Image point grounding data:
*** Begin section ***
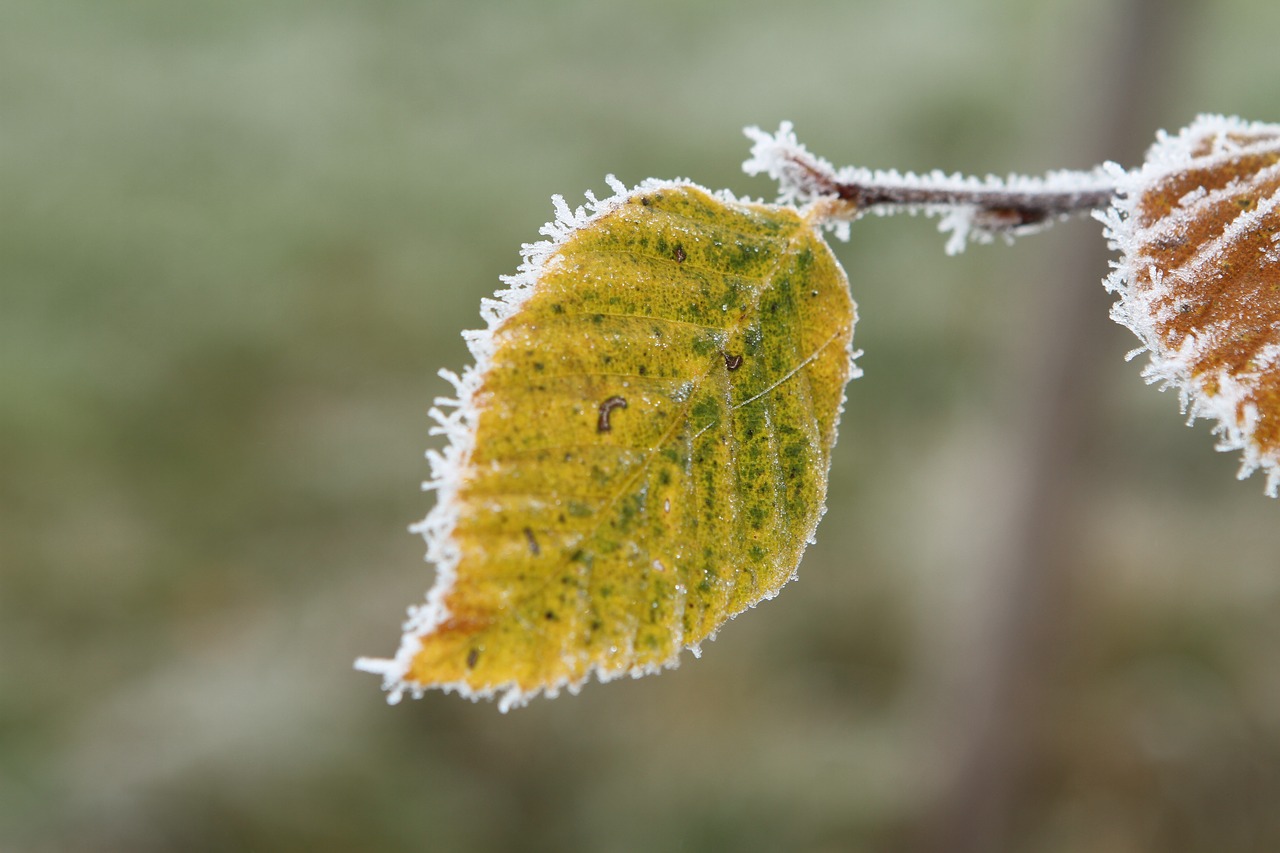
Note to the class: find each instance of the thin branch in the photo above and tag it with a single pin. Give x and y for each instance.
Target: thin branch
(972, 208)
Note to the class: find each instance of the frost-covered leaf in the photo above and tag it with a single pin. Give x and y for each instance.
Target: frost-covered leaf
(641, 448)
(1198, 278)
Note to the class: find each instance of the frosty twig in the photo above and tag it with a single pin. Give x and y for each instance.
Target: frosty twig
(970, 208)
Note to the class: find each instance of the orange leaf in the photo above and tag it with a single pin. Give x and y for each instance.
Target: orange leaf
(1198, 278)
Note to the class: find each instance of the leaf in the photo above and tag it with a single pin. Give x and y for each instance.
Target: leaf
(641, 450)
(1200, 277)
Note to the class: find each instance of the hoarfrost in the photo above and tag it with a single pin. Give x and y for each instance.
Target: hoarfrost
(808, 181)
(1147, 291)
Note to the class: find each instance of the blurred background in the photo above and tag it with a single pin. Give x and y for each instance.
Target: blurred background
(237, 241)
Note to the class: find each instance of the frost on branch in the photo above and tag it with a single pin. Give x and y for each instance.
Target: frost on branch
(1198, 277)
(970, 209)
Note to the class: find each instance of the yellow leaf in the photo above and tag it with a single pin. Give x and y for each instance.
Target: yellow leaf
(641, 450)
(1198, 228)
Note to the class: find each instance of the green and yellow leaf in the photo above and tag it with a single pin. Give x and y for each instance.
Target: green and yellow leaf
(641, 450)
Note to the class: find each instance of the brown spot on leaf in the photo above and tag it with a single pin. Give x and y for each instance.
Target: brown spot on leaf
(602, 424)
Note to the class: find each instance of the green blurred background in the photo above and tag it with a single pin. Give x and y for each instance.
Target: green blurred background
(236, 242)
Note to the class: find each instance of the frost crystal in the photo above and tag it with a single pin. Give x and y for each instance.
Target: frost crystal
(1197, 277)
(970, 209)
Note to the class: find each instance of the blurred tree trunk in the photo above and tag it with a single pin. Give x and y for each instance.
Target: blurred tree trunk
(1009, 689)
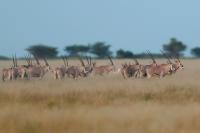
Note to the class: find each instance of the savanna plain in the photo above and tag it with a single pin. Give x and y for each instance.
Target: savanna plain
(102, 104)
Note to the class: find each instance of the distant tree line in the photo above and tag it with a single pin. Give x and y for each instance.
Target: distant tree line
(101, 50)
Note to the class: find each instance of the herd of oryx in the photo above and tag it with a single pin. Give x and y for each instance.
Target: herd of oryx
(136, 70)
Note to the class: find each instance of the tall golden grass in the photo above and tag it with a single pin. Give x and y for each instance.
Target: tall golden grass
(103, 103)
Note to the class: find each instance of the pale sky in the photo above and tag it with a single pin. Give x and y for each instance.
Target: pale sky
(135, 25)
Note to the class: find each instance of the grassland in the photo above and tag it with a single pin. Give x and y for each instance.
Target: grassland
(103, 104)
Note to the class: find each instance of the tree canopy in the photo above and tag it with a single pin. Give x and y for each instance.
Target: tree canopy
(174, 47)
(100, 49)
(77, 49)
(195, 51)
(41, 51)
(124, 54)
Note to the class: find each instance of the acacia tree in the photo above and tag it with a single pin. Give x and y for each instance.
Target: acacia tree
(195, 51)
(174, 47)
(101, 49)
(124, 54)
(41, 51)
(77, 49)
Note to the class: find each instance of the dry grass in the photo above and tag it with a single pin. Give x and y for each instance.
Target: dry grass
(103, 104)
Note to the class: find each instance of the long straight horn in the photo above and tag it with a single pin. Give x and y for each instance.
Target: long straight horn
(64, 61)
(149, 53)
(90, 61)
(136, 61)
(82, 63)
(26, 58)
(36, 59)
(87, 60)
(111, 60)
(30, 59)
(13, 61)
(46, 63)
(16, 60)
(166, 56)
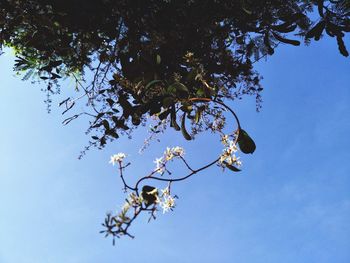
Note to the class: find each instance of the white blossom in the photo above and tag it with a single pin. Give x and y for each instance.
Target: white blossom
(117, 158)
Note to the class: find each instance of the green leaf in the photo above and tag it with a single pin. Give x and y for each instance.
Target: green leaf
(285, 40)
(163, 115)
(245, 143)
(149, 84)
(158, 59)
(173, 122)
(186, 135)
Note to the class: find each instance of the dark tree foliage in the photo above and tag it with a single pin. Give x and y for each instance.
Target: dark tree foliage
(155, 57)
(177, 60)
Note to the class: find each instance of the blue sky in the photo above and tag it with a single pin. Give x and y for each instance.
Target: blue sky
(291, 202)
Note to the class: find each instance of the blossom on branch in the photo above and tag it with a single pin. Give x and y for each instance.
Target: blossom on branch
(117, 158)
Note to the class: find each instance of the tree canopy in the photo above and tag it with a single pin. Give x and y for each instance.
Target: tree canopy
(180, 61)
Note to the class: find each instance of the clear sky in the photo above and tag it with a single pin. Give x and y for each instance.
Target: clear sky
(291, 202)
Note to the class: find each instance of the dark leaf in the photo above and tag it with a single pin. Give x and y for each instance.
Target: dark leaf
(245, 143)
(186, 135)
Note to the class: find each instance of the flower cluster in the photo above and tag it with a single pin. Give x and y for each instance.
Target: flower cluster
(169, 154)
(117, 158)
(166, 201)
(228, 155)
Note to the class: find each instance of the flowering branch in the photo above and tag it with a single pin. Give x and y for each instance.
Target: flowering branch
(151, 199)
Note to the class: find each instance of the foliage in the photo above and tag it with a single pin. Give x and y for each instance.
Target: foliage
(179, 61)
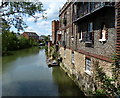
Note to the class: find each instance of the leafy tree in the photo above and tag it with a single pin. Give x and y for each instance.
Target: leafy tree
(13, 12)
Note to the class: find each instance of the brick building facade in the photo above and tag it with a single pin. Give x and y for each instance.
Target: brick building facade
(55, 28)
(88, 35)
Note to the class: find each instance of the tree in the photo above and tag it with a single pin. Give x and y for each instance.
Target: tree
(13, 12)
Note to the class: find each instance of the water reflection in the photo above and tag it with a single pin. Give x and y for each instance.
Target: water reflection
(66, 87)
(25, 73)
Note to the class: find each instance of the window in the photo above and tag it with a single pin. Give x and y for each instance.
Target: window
(72, 57)
(103, 33)
(89, 33)
(80, 36)
(88, 66)
(64, 53)
(80, 33)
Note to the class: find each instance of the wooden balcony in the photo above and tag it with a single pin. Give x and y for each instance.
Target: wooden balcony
(87, 8)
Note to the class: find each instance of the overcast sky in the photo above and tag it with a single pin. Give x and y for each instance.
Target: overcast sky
(43, 26)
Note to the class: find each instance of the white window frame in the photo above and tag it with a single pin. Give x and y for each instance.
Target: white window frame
(72, 58)
(81, 38)
(88, 66)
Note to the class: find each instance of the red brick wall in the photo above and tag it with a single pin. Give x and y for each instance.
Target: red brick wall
(55, 27)
(118, 29)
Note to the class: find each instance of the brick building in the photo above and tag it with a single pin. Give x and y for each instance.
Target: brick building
(29, 35)
(55, 28)
(89, 35)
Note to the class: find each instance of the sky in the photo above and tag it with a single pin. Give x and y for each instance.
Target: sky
(44, 26)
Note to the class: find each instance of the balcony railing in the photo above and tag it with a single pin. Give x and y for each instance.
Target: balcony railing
(90, 7)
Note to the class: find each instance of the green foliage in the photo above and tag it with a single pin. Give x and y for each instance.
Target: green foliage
(100, 92)
(13, 12)
(11, 42)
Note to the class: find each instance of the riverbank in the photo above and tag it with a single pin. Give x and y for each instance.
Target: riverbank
(25, 73)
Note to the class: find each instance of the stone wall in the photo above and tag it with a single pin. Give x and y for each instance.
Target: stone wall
(77, 72)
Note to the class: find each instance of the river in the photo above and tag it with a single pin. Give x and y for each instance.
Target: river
(25, 73)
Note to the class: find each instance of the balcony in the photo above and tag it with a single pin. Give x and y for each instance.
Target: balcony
(87, 8)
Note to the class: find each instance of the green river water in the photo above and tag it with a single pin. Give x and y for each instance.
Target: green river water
(25, 73)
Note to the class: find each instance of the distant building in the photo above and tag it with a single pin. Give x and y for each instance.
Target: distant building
(41, 38)
(55, 28)
(29, 35)
(89, 35)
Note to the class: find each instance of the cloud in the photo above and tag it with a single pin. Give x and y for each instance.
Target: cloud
(44, 26)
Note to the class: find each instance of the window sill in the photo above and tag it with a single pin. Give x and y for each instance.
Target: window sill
(88, 42)
(73, 62)
(80, 40)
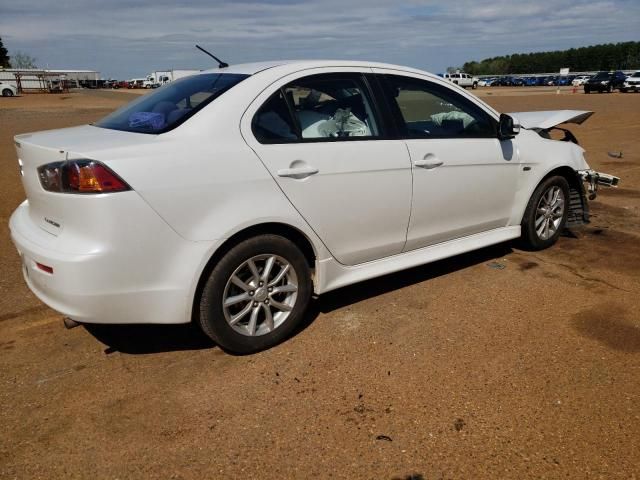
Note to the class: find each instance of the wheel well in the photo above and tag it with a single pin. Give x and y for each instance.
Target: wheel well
(286, 231)
(568, 173)
(578, 205)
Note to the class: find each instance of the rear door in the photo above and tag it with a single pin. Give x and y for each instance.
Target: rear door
(464, 178)
(324, 142)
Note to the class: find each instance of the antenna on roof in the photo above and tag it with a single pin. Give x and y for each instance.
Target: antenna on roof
(221, 64)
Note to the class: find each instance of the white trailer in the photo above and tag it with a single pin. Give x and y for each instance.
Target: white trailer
(160, 77)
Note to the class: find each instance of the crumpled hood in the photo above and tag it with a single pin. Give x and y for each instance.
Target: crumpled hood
(550, 118)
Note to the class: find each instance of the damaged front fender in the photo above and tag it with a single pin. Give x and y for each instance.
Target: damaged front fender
(594, 179)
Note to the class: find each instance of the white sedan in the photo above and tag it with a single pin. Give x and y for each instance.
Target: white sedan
(229, 197)
(8, 90)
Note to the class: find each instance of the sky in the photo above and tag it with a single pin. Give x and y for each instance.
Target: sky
(126, 39)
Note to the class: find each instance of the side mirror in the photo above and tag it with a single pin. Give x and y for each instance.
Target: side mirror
(508, 127)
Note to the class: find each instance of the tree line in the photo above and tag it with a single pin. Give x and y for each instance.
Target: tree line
(609, 56)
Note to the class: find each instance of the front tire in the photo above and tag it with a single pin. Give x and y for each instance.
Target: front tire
(546, 214)
(256, 295)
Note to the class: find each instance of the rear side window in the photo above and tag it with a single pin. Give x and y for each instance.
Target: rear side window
(331, 107)
(273, 122)
(169, 106)
(427, 110)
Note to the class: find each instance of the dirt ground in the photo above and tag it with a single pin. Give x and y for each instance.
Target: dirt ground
(497, 364)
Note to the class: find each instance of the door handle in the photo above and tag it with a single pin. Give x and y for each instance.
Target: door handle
(427, 163)
(297, 172)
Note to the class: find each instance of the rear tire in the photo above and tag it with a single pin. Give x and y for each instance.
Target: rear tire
(247, 305)
(546, 214)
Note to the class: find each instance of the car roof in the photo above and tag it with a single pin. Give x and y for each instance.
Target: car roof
(296, 65)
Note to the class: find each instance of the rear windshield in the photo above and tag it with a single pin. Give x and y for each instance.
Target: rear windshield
(169, 106)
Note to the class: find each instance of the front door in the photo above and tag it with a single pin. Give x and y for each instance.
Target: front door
(464, 178)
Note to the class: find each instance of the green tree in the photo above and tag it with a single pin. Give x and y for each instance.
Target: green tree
(4, 56)
(618, 56)
(22, 60)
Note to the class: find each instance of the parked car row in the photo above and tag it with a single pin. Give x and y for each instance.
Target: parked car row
(600, 82)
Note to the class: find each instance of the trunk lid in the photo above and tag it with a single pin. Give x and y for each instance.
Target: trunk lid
(550, 118)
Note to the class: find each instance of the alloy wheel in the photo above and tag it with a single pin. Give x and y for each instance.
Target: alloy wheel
(260, 295)
(549, 212)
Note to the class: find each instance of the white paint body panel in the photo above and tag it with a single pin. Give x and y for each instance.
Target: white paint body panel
(137, 256)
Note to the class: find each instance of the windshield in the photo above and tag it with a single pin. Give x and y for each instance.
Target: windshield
(169, 106)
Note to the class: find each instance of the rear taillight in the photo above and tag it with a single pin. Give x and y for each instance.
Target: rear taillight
(80, 176)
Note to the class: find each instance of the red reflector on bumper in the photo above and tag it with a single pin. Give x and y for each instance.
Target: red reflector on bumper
(44, 268)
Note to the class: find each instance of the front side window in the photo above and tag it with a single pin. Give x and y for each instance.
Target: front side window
(170, 105)
(428, 110)
(316, 108)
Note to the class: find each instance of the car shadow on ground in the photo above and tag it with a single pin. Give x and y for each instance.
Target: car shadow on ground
(147, 339)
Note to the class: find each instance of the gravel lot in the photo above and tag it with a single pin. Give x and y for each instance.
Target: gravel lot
(452, 370)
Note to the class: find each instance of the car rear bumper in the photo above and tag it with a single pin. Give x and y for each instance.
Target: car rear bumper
(148, 279)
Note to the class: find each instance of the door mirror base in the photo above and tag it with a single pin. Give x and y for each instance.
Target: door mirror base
(508, 127)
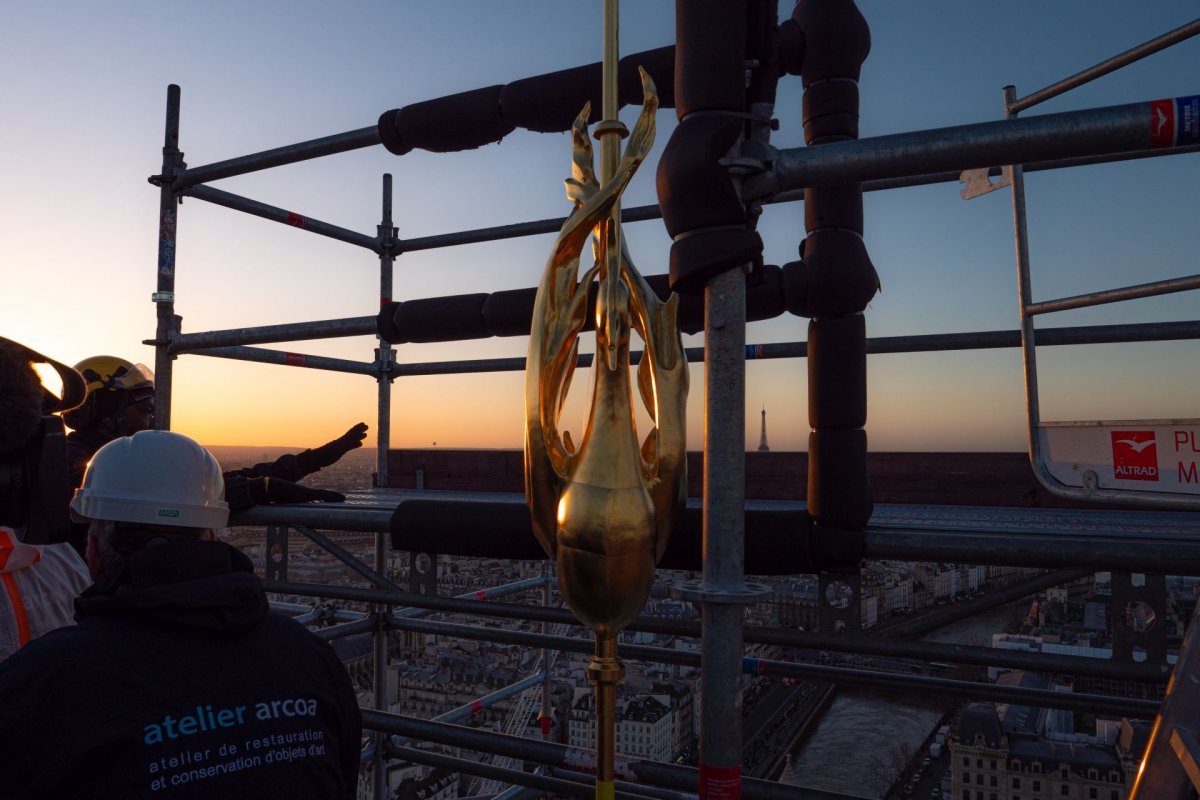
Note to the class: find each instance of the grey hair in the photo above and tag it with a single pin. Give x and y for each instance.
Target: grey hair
*** End section ***
What is expected: List each line of the entries that holds the string "hair".

Answer to this exercise:
Note to the class: find each instance of the grey hair in the photo above and tag it with a single pin. Give x and y for each instance.
Target: grey hair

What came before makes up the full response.